### WHAT YOU SHOULD DO
Transcribe the data underneath exactly. No images belong in your version.

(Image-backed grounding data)

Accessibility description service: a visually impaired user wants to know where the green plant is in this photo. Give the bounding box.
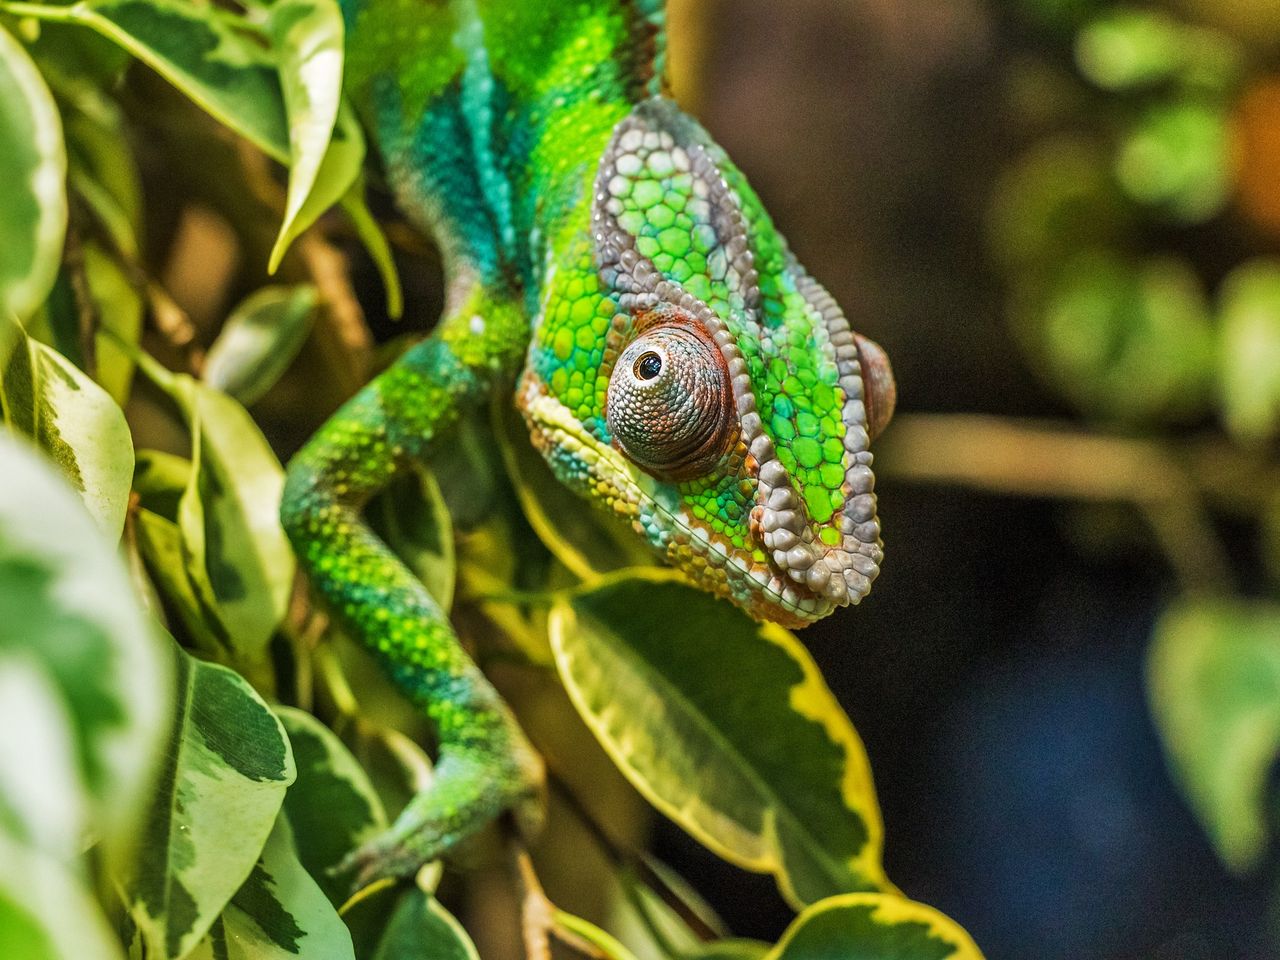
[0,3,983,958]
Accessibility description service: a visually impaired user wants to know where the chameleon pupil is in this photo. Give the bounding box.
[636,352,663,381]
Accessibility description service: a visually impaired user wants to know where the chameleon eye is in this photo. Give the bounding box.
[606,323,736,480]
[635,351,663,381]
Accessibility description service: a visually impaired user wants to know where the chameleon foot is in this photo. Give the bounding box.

### EXERCISE RESPONSE
Accessibility description service: a visually impaired user wants to know where the green plant is in this photo. Give the bounding box.
[0,3,983,958]
Accessibility description service: a visually impaired user wants to know where the chameleon pupil is in this photo. Give the bounding box.
[636,352,663,381]
Accessibility description service: a visually impaired user wants to know where the chameleon eye is in this photo. Give the bounding box.
[606,323,736,480]
[635,351,663,381]
Accessibility description service: a visually impaired user wants to know where the chameleon foot is in this photo. Give the bounding box.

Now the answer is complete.